Prompt:
Return every entry exactly, except for any pictures.

Records for the task section start

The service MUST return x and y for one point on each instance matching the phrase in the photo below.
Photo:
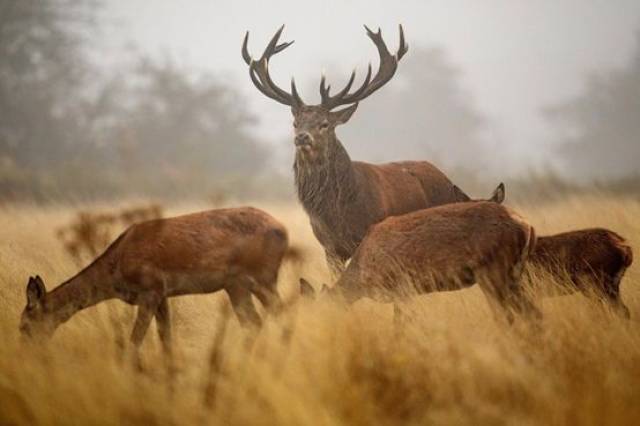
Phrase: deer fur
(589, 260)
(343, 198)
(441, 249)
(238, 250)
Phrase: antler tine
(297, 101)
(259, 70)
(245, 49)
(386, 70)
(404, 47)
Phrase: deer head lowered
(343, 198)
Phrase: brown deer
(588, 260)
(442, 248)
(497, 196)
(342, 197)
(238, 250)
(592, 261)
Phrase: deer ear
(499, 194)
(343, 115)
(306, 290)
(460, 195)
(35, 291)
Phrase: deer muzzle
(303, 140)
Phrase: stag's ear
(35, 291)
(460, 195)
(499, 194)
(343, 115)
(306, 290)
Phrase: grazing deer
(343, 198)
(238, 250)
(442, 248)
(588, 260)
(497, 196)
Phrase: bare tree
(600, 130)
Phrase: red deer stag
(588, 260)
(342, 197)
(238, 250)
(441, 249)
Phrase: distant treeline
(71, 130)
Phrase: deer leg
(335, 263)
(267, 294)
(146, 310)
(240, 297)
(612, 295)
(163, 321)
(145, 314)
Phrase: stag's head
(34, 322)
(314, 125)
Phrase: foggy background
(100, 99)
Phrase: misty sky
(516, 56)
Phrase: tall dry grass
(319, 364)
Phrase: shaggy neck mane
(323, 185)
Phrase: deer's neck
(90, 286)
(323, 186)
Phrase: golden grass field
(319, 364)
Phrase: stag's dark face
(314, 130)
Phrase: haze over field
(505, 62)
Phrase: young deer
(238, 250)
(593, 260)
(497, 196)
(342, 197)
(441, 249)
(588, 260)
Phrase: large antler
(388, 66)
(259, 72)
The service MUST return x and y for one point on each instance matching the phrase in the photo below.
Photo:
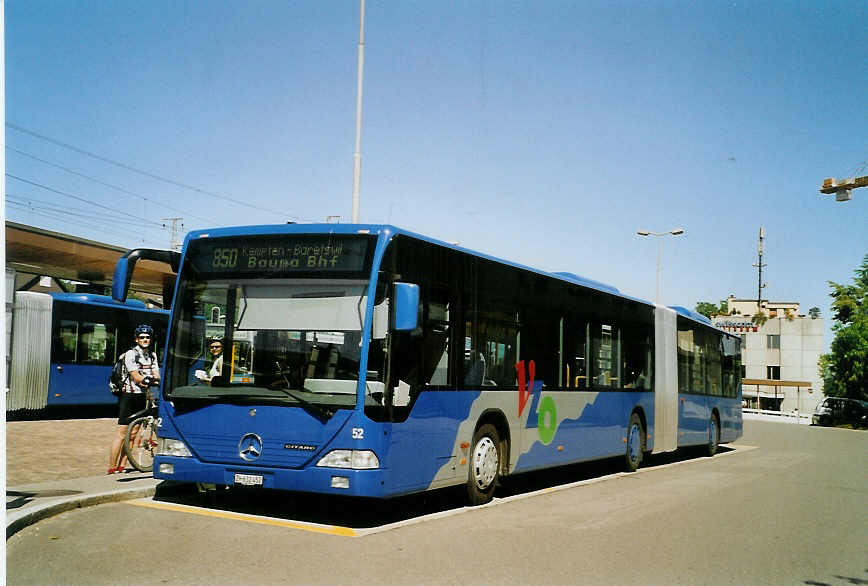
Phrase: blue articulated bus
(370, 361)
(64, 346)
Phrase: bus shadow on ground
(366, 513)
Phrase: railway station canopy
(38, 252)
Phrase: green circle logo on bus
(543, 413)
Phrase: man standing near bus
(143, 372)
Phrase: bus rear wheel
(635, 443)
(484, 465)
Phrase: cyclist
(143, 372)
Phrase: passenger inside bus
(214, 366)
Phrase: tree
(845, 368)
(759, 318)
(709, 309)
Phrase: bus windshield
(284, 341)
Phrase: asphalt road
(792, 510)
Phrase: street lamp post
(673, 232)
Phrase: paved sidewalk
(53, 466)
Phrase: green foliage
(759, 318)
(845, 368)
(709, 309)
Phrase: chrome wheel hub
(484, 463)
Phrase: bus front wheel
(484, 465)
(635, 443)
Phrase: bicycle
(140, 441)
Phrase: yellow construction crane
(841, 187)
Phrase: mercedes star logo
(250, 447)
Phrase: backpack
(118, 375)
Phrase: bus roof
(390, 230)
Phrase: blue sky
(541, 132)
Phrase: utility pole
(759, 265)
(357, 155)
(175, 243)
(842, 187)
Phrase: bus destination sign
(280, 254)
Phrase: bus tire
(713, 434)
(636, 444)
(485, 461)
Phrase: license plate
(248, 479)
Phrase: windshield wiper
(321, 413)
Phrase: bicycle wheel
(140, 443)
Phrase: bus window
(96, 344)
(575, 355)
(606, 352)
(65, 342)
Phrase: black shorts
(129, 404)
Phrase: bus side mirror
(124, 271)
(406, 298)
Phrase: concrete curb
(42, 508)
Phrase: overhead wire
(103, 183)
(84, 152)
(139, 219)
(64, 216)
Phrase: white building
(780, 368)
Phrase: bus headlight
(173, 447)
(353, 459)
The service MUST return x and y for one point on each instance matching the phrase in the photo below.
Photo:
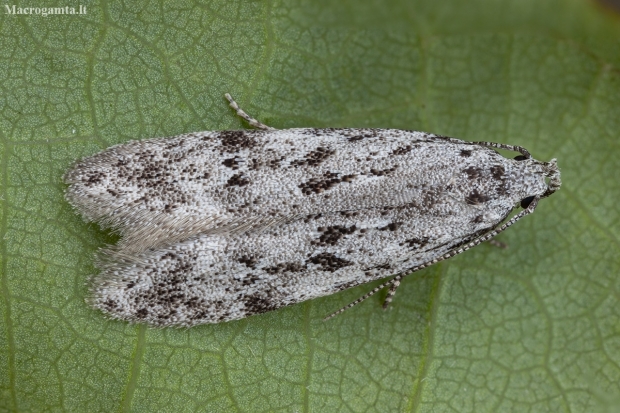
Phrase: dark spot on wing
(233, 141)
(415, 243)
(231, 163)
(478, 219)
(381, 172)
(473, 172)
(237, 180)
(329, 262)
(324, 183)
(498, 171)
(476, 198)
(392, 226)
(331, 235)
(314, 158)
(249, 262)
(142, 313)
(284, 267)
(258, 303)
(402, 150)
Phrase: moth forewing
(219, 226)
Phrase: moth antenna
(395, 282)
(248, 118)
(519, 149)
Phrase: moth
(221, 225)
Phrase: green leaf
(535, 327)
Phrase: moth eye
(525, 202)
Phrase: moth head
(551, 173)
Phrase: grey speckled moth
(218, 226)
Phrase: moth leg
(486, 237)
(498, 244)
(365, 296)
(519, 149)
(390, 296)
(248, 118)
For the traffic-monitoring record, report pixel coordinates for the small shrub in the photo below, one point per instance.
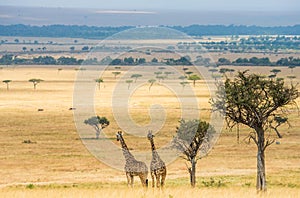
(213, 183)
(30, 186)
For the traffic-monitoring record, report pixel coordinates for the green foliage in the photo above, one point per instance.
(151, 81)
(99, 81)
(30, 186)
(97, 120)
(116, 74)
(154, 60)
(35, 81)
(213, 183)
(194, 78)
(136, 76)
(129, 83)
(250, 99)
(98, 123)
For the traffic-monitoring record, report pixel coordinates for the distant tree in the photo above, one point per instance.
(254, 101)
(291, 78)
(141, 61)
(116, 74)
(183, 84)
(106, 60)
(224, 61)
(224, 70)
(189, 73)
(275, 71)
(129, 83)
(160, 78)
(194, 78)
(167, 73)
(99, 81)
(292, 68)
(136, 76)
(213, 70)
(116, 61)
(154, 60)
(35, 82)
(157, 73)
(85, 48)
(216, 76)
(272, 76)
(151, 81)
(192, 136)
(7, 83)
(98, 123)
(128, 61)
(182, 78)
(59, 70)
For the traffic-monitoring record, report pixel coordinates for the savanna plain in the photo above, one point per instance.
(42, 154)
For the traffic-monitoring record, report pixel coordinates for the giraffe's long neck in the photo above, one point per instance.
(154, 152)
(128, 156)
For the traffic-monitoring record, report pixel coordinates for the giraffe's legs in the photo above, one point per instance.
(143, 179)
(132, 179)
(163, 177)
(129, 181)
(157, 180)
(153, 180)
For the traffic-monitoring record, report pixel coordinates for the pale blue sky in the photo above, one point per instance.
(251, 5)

Records for the task section end

Solution to the problem:
The service MUST return x and y for one point on each instance matching the phrase in the photo below.
Photo:
Phrase: deer fur
(589, 260)
(343, 198)
(441, 249)
(238, 250)
Phrase: antler tine
(297, 101)
(259, 70)
(245, 49)
(386, 70)
(404, 47)
Phrase: deer head lowered
(343, 198)
Phrase: brown deer
(588, 260)
(442, 248)
(497, 196)
(342, 197)
(238, 250)
(592, 261)
Phrase: deer ear
(499, 194)
(343, 115)
(306, 290)
(460, 195)
(35, 291)
Phrase: deer muzzle
(303, 140)
Phrase: stag's ear
(35, 291)
(460, 195)
(499, 194)
(343, 115)
(306, 290)
Phrase: grazing deer
(343, 198)
(238, 250)
(442, 248)
(588, 260)
(497, 196)
Phrase: bare tree
(600, 130)
Phrase: red deer stag
(588, 260)
(342, 197)
(238, 250)
(441, 249)
Phrase: distant treeline
(71, 130)
Phrase: deer leg
(335, 263)
(267, 294)
(146, 310)
(240, 297)
(612, 295)
(163, 321)
(145, 314)
Phrase: stag's head
(34, 322)
(314, 125)
Phrase: foggy background
(100, 99)
Phrase: misty sky
(516, 56)
Phrase: tall dry grass
(319, 364)
Phrase: shaggy neck mane
(323, 185)
Phrase: deer's neck
(90, 286)
(323, 186)
Phrase: golden grass field
(319, 364)
Phrase: stag's dark face
(314, 130)
Phrase: haze over field
(505, 62)
Phrase: young deer
(238, 250)
(593, 260)
(497, 196)
(342, 197)
(441, 249)
(588, 260)
Phrase: large antler
(388, 66)
(259, 72)
The service MUST return x and y for one point on each instance matching the phrase in the photo below.
Photo:
Phrase: blue articulated bus
(370, 361)
(64, 346)
Phrase: bus shadow on ground
(366, 513)
Phrase: railway station canopy
(38, 252)
Phrase: green circle logo on bus
(543, 413)
Phrase: man standing near bus
(143, 372)
Phrase: bus rear wheel
(635, 443)
(484, 465)
Phrase: cyclist
(143, 372)
Phrase: passenger inside bus
(214, 366)
Phrase: tree
(845, 368)
(759, 318)
(709, 309)
Phrase: bus windshield
(284, 341)
Phrase: asphalt road
(792, 510)
Phrase: street lamp post
(673, 232)
Phrase: paved sidewalk
(53, 466)
Phrase: green foliage
(759, 318)
(845, 368)
(709, 309)
Phrase: chrome wheel hub
(484, 463)
Phrase: bus front wheel
(484, 465)
(635, 443)
Phrase: bicycle
(140, 441)
Phrase: yellow construction crane
(841, 187)
Phrase: mercedes star logo
(250, 447)
Phrase: backpack
(118, 375)
Phrase: bus roof
(390, 230)
Phrase: blue sky
(541, 132)
Phrase: utility pole
(759, 265)
(357, 155)
(175, 243)
(842, 187)
Phrase: bus destination sign
(280, 254)
Phrase: bus tire
(713, 434)
(636, 444)
(485, 461)
Phrase: license plate
(248, 479)
Phrase: windshield wiper
(321, 413)
Phrase: bicycle wheel
(140, 443)
Phrase: bus window
(96, 344)
(575, 355)
(606, 352)
(65, 342)
Phrase: black shorts
(129, 404)
Phrase: bus side mirror
(124, 271)
(406, 298)
Phrase: concrete curb
(42, 508)
Phrase: overhead wire
(103, 183)
(84, 152)
(139, 219)
(64, 216)
Phrase: white building
(780, 368)
Phrase: bus headlight
(173, 447)
(353, 459)
The service MUST return x and y for one point on each instance matching the phrase in the photo below.
Photo:
Phrase: dark spot on wing
(233, 141)
(415, 243)
(231, 163)
(478, 219)
(381, 172)
(473, 172)
(237, 180)
(329, 262)
(324, 183)
(498, 171)
(476, 198)
(392, 226)
(331, 235)
(314, 158)
(249, 262)
(142, 313)
(284, 267)
(258, 303)
(402, 150)
Phrase: moth forewing
(219, 226)
Phrase: moth antenna
(395, 282)
(248, 118)
(519, 149)
Phrase: moth
(221, 225)
Phrase: green leaf
(535, 327)
Phrase: moth eye
(525, 202)
Phrase: moth head
(551, 173)
Phrase: grey speckled moth
(218, 226)
Phrase: moth leg
(486, 237)
(498, 244)
(365, 296)
(519, 149)
(390, 296)
(248, 118)
For the traffic-monitoring record, report pixel coordinates for the small shrub in the photo below, one point per instance.
(213, 183)
(30, 186)
For the traffic-monitoring record, report pixel coordinates for the green foliage in the photo above, one point per instance.
(151, 81)
(99, 81)
(30, 186)
(97, 120)
(116, 74)
(154, 60)
(35, 81)
(213, 183)
(194, 78)
(136, 76)
(129, 83)
(250, 99)
(98, 123)
For the traffic-monitoring record, report pixel coordinates for the distant tree in the photo above, one point per instance.
(254, 101)
(291, 78)
(141, 61)
(116, 74)
(183, 84)
(106, 60)
(224, 61)
(224, 70)
(189, 73)
(275, 71)
(129, 83)
(160, 78)
(194, 78)
(167, 73)
(99, 81)
(292, 68)
(136, 76)
(213, 70)
(116, 61)
(154, 60)
(35, 82)
(157, 73)
(85, 48)
(216, 76)
(272, 76)
(151, 81)
(192, 136)
(7, 83)
(98, 123)
(128, 61)
(182, 78)
(59, 70)
For the traffic-monitoring record, report pixel coordinates for the savanna plain in the photo above, one point per instance.
(42, 154)
For the traffic-monitoring record, report pixel coordinates for the giraffe's long neck in the photo above, one point per instance.
(154, 152)
(128, 156)
For the traffic-monitoring record, report pixel coordinates for the giraffe's legs in the photo above, one point per instance.
(143, 179)
(132, 179)
(163, 177)
(129, 181)
(157, 180)
(153, 180)
For the traffic-monitoring record, report pixel coordinates for the pale blue sky in the photo above, one point per instance.
(251, 5)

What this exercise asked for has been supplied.